Regionale Qualität unter kontrollierten Bedingungen
Mosshammer setzt daher auf kontrollierte regionale Qualität. So verarbeitet er etwa beim Schweinefleisch nicht länger jene anonyme Schlachthofware, die es irgendwie zu einem heimischen Gütesiegel geschafft hat, sondern, gemeinsam mit vier weiteren steirischen Fleischern, das sogenannte »südoststeirische Woazschwein«. Bei diesem Regionallabel verpflichten sich die Landwirte zu besonders hohen Standards – sowohl in Bezug auf das Tierwohl als auch bei der Fütterung mit gentechnikfreien heimischen Futtermitteln. Außerdem wird bei der Schlachtung besonders auf Stressvermeidung geachtet, nicht zuletzt weil das, so Mosshammer, direkte Auswirkungen auf die Qualität hat. Die Bauern erhalten für das »südoststeirische Woazschwein« übrigens einen Fixbetrag, der zuletzt 12 Cent pro Kilogramm über dem Marktpreis lag.

Aufgabe 1: Um wie viel lag laut dem Text zur regionalen Qualität der Fixbetrag für das »südoststeirische Woazschwein« zuletzt über dem Marktpreis?

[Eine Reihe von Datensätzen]
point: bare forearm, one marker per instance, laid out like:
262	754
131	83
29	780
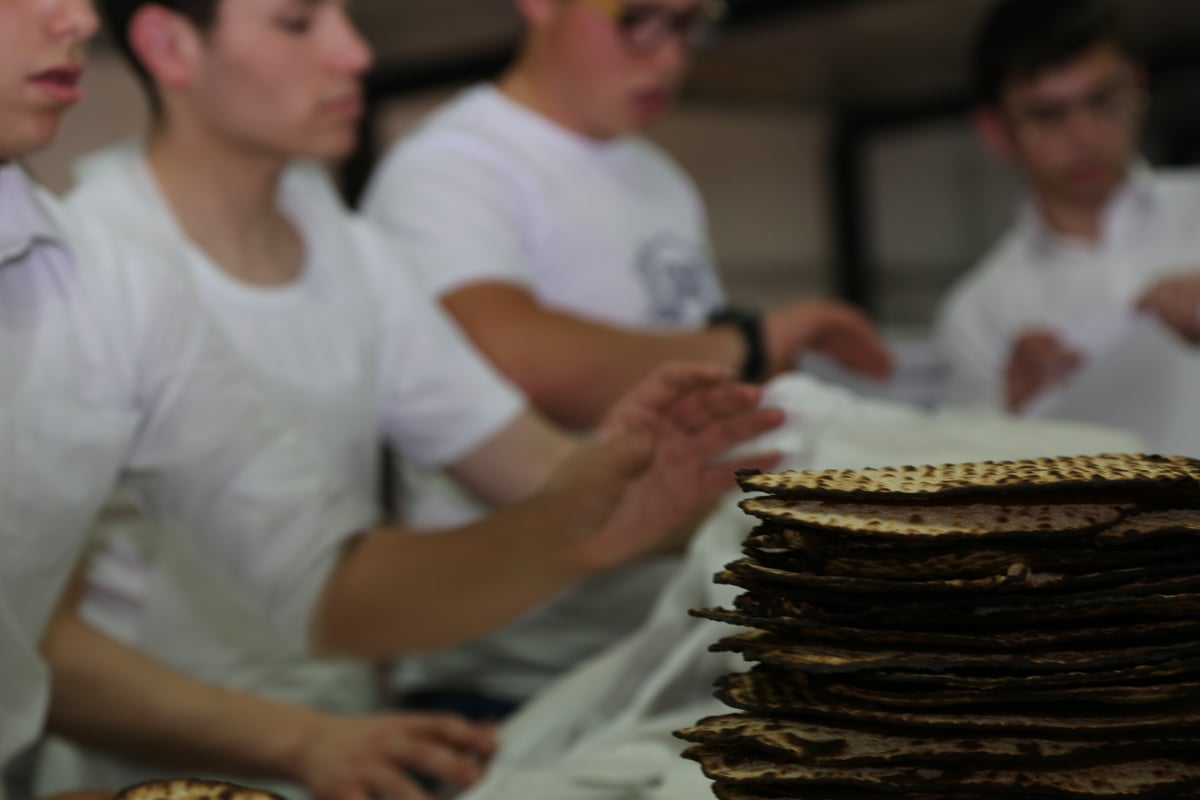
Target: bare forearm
109	697
516	462
571	368
397	591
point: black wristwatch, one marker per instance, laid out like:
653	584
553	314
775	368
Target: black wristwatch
749	324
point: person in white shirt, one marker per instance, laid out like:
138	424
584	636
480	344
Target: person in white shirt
111	371
313	301
575	253
1102	239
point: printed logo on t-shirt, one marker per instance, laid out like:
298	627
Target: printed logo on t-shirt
681	281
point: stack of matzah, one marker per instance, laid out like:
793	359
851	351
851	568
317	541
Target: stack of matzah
1001	630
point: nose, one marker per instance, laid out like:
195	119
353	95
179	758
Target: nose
73	20
672	55
1085	130
352	54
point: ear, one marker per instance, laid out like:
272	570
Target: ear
167	43
995	133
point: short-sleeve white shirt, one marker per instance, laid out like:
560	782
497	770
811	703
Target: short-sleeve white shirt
489	191
613	232
352	353
108	371
1036	278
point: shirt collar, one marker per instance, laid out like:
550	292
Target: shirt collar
1129	205
24	222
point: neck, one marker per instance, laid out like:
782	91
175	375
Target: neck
1081	221
527	85
225	199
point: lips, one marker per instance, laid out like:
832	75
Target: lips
60	84
349	106
652	103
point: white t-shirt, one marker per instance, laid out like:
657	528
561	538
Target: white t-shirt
109	368
489	191
353	352
1037	278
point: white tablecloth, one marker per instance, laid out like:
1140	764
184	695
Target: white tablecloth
604	731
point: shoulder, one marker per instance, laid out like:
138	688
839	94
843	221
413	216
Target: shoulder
135	289
469	128
1180	186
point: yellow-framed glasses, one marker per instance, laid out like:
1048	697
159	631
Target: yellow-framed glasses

Aufgabe 2: Schreib bitte die Datensätze ab der Zeile mit „point: ear, one“ bis zum Ende der Datensätze vollständig und Zeile für Zeile noch einmal ab, beide Grenzen eingeschlossen. Erhöhe dabei jede als Lösung angegebene Koordinate um -133.

Musterlösung 1: Um 12 Cent pro Kilogramm.

Musterlösung 2:
point: ear, one marker per instance, laid out like:
272	570
Target: ear
34	-90
862	0
point: short-sleeve white shirt, one marker per instance, laid out like:
560	782
497	770
811	703
Target: short-sleeve white shirt
356	58
480	99
219	220
-25	238
903	145
point: shirt collar, one marker per instance, laid out like:
550	292
Target: shirt collar
996	72
-109	89
point: neck, one marker per instance, laid out like:
782	91
175	375
Target: neck
948	88
394	-48
92	66
point: lips, one marker per instance, laid out like:
832	75
Target: lips
-73	-49
216	-27
519	-30
point: white t-shirt, one marker per instance, laid out like:
657	528
561	538
Target: white t-shirt
-24	235
356	58
220	219
904	145
point: white tablecloth, one marker per instance, laid out like:
1140	764
184	695
Target: white tablecloth
471	598
point: shoulder, one marker per instance, laid out like:
138	688
839	94
843	221
413	216
Target: shoulder
2	156
336	-5
1047	53
point: yellow-framed glasses, one marker per instance, laid out like:
1048	697
159	631
Target: yellow-framed glasses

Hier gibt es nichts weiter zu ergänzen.